### Task brief
Only one stretch of the data is wanted: the line containing "Target: black shoulder panel on jacket", the line containing "Need: a point on each instance of the woman's", and every line between them, copied exactly.

[Dataset entries]
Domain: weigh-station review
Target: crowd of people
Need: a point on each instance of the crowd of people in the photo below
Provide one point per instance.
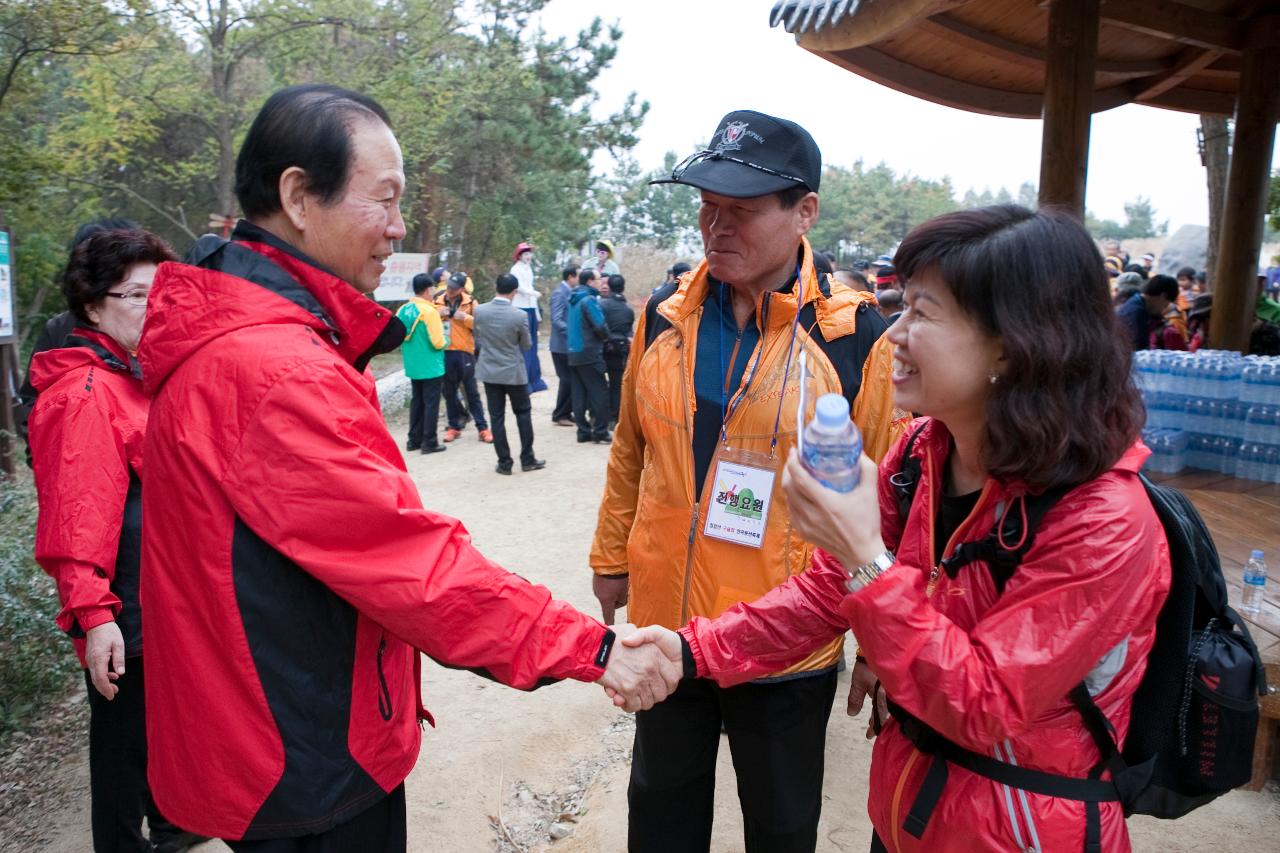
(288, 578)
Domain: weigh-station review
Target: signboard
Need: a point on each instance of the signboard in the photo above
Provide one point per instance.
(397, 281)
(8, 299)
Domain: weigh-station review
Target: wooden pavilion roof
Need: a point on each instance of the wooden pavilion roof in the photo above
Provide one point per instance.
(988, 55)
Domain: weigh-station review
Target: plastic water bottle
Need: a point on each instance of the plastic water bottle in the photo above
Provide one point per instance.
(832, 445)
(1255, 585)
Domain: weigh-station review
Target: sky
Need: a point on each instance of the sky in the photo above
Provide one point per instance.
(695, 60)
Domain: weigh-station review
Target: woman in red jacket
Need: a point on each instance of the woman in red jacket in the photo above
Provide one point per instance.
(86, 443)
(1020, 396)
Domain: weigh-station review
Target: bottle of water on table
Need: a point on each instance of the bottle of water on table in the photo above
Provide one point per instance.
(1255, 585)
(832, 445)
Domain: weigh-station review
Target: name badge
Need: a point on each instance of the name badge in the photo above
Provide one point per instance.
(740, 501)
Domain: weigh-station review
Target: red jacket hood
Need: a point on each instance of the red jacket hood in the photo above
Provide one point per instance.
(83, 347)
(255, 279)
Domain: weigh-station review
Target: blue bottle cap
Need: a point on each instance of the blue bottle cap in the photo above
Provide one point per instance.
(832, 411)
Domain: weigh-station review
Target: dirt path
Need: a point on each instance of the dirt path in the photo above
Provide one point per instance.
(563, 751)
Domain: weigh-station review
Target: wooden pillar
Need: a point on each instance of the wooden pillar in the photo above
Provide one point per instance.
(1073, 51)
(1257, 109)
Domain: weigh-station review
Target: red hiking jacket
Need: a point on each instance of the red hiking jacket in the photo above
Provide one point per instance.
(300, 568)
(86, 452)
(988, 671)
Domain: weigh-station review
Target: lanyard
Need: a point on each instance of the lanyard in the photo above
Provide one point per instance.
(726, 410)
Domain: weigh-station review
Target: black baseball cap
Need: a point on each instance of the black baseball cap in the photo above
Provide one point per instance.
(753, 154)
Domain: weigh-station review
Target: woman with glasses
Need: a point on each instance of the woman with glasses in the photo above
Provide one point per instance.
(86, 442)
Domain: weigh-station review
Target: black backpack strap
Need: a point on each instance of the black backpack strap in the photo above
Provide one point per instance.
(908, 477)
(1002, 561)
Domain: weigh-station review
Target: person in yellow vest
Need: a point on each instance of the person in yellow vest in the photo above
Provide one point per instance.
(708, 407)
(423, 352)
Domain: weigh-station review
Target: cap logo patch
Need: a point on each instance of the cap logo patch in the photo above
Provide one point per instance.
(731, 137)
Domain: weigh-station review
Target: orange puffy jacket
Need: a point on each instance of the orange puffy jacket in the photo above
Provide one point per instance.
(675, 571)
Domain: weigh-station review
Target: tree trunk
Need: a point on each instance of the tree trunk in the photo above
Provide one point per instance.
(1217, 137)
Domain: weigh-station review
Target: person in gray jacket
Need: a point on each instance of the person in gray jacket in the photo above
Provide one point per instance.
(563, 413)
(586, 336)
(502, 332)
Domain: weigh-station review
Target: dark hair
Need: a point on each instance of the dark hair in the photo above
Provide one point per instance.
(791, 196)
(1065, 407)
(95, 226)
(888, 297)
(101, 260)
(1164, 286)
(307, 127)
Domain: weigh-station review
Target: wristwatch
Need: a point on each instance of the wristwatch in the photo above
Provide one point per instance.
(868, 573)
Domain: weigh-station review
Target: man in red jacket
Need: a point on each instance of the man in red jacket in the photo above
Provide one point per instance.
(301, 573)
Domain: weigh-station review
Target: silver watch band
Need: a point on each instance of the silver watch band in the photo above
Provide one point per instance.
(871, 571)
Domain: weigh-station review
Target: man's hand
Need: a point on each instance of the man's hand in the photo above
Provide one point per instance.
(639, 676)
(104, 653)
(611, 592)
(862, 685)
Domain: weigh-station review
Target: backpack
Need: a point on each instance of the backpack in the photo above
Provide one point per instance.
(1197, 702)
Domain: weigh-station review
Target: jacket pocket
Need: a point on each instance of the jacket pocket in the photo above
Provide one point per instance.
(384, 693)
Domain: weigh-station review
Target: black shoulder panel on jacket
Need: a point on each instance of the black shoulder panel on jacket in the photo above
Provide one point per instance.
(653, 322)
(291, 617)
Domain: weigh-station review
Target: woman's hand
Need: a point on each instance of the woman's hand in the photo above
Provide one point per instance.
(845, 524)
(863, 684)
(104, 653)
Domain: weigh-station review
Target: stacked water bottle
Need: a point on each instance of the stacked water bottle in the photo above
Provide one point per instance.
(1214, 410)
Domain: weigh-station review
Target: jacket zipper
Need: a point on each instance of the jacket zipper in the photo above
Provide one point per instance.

### Your response
Target: black shoulder panel on jacket
Need: a point on each instance of the black shoulder panel on jacket in the photo above
Provide one point per instance.
(653, 322)
(291, 617)
Domain: weigh-station review
Target: woman's hand
Need: a point on each instance of the woman's hand in the photo above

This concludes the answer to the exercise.